SUPPLIED RECORDS ▸

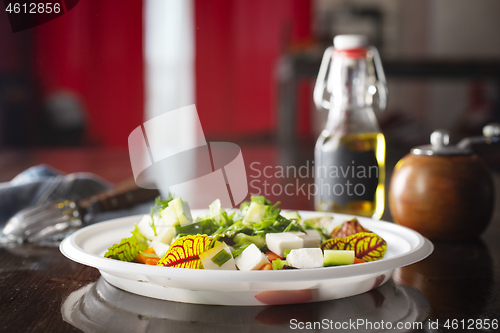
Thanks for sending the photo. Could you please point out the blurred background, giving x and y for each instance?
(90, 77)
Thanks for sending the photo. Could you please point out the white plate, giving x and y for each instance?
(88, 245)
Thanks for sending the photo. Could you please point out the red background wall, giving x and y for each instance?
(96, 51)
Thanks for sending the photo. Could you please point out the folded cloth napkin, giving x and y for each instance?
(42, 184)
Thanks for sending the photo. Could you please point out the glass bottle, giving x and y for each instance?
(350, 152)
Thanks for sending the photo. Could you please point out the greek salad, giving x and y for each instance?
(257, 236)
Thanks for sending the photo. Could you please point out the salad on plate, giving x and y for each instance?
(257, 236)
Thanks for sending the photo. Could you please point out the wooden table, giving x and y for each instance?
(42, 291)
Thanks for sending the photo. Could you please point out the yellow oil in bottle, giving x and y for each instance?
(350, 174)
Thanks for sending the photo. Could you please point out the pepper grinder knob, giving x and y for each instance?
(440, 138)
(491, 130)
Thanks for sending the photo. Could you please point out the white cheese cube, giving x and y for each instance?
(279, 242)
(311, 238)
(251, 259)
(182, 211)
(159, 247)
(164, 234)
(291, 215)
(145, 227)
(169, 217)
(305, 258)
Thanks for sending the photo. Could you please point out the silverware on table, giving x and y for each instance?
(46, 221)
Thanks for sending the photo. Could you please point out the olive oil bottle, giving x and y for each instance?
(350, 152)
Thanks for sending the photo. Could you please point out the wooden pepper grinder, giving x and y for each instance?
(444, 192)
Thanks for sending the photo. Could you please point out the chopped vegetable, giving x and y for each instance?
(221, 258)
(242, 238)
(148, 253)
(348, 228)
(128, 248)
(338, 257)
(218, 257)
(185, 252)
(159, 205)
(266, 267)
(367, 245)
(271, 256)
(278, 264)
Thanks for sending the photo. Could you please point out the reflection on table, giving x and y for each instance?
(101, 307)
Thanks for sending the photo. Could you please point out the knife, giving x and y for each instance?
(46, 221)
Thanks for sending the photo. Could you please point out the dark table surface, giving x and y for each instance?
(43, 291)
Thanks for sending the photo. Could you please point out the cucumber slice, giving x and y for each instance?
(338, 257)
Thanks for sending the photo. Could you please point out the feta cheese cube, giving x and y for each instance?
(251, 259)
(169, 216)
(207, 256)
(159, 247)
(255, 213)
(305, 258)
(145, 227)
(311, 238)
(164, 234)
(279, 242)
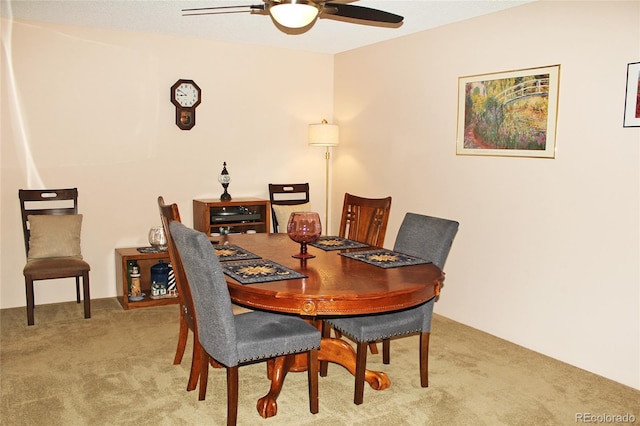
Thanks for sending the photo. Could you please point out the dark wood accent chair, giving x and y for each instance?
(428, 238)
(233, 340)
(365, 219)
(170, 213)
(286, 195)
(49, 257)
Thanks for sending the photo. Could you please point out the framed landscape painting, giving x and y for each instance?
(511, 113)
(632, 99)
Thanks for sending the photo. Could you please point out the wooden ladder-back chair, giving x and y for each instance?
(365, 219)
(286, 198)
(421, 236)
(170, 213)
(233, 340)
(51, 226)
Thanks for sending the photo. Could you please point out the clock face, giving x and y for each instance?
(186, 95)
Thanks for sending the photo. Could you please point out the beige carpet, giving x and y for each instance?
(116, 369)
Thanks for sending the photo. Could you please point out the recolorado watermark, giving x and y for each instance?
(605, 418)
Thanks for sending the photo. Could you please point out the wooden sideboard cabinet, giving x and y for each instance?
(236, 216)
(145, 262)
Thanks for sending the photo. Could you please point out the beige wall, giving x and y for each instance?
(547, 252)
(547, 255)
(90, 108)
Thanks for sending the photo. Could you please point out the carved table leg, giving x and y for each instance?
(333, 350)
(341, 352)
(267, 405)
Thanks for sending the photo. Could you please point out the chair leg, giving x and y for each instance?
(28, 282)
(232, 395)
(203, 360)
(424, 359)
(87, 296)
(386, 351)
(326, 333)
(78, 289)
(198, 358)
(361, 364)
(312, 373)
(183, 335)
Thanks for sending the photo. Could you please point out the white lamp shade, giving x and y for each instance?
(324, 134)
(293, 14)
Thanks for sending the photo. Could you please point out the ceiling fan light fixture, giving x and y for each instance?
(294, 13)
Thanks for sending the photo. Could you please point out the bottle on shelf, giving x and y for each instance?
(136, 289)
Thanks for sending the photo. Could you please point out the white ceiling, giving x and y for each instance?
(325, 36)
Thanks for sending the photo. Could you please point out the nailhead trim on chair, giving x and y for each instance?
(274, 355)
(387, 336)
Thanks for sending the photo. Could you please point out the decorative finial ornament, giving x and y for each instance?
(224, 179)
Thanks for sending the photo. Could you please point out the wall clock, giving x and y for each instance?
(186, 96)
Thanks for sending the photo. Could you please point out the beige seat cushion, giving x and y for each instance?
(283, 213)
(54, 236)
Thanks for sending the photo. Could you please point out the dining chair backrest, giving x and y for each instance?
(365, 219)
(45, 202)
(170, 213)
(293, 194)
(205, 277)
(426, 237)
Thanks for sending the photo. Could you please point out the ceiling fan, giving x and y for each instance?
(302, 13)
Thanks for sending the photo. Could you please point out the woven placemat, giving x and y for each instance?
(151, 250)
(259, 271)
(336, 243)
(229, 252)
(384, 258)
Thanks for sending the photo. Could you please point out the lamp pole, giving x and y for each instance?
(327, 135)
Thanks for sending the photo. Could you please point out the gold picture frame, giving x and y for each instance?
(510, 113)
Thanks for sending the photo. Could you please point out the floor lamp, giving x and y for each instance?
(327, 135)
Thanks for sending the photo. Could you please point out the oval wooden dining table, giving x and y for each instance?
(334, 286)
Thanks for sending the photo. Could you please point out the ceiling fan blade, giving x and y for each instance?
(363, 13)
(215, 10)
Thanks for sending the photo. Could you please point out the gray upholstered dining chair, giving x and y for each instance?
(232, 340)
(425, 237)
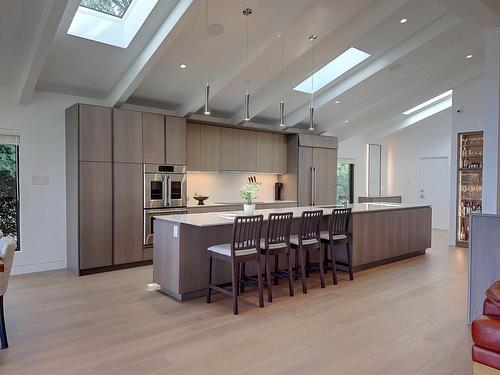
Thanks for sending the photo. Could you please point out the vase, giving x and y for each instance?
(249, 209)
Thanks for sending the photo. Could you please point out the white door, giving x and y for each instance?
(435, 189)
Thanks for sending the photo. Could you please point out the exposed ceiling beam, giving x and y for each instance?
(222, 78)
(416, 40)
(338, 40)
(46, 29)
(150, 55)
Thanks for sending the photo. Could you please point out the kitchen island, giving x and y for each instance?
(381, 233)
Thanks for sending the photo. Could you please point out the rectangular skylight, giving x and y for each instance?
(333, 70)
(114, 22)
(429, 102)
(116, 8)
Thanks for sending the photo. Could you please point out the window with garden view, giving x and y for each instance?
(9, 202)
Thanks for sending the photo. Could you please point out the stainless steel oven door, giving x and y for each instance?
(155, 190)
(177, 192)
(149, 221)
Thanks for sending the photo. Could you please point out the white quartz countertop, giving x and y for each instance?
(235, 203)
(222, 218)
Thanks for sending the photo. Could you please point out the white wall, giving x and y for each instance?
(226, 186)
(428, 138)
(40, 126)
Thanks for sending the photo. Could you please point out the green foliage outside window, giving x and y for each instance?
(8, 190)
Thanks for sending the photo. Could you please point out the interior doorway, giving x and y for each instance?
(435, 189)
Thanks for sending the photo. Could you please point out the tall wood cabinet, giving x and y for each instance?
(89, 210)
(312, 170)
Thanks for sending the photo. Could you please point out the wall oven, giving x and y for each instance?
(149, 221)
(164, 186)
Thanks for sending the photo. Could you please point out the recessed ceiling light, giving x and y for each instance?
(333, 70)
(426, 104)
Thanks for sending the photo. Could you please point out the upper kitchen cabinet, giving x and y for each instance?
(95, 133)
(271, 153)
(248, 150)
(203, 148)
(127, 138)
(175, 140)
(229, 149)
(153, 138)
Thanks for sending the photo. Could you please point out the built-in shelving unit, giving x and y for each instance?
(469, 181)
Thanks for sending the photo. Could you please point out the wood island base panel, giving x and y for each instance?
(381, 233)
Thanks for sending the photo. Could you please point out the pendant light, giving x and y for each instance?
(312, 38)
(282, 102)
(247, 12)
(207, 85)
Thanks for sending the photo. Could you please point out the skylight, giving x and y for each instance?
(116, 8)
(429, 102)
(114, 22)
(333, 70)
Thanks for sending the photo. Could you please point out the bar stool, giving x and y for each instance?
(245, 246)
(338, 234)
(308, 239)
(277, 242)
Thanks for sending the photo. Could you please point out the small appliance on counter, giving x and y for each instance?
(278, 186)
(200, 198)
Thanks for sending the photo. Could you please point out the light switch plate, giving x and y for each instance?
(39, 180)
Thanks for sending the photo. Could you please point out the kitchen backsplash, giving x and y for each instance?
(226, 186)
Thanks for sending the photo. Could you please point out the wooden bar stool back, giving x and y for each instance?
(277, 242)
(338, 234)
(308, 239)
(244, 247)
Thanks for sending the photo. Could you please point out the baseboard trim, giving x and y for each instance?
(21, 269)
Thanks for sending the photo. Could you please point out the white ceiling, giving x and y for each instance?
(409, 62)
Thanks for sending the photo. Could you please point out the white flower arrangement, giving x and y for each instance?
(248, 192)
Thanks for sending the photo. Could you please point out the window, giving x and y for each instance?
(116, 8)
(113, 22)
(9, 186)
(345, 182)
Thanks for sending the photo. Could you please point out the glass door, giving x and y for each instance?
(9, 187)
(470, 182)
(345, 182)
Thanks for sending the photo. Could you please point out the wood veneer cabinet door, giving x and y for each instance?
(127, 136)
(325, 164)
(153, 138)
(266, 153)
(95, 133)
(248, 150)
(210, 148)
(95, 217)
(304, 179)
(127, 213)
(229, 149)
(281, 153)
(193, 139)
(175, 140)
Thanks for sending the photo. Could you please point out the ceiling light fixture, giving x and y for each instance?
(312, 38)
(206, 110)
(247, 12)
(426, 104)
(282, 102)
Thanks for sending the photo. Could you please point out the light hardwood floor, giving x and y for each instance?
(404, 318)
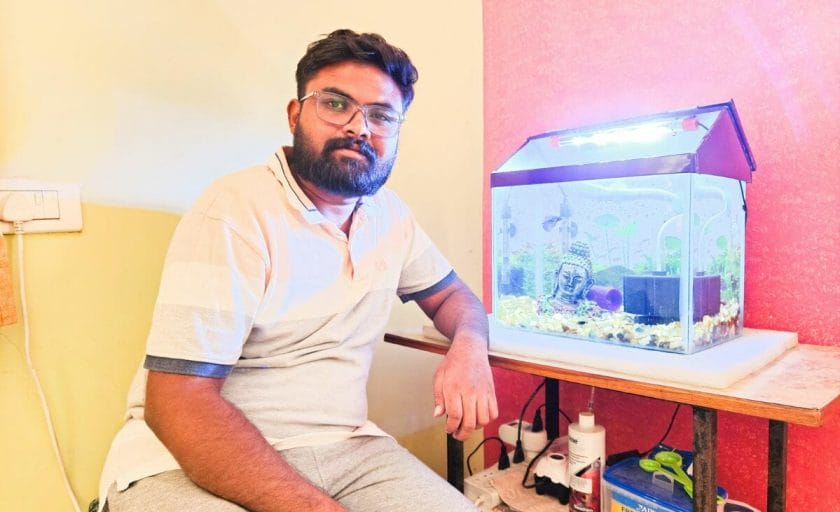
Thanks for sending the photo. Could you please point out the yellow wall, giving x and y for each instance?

TASK DESCRIPTION ▸ Rewrite the listing from the line containing "trim, giving x and y for each instance?" through the end of the listing, replacing "point out" with "mark" and keeping everything else the same. Leave the pictures out of your answer.

TASK OUTPUT ▸
Thanks for sending the photo. Could you please mark the baseboard trim, giving x and y for each instance?
(21, 269)
Thanks for sending the photo. Could you please mark the white ceiling, giving x and y for each instance?
(409, 62)
Thanks for sending the photo. Could you please mark the white flower arrangement, giving x and y for each instance?
(248, 192)
Thanks for sending the photo. Could you please mark the window, giving x and y for each instance?
(116, 8)
(113, 22)
(9, 186)
(345, 182)
Thanks for sending the photo. Could you please mark the glass door, giving x and y for each instance?
(9, 187)
(470, 182)
(345, 182)
Thanks for sending the photo. Could you please mark the wood veneer cabinet door, giving x and y for each instance?
(127, 136)
(325, 164)
(153, 138)
(266, 153)
(95, 133)
(248, 150)
(210, 148)
(95, 217)
(304, 179)
(127, 213)
(229, 149)
(281, 153)
(193, 139)
(175, 140)
Thanks for sending the photo. Could you please mark the ceiling light fixture, giving x and y for each instance?
(312, 38)
(206, 110)
(247, 12)
(426, 104)
(282, 102)
Thanks for sending the photo. Could you please mark the light hardwood floor, giving x and y for each instance?
(404, 318)
Thanks for sending the photo. Could you please mark the yellow wall, giving x and y for each instance?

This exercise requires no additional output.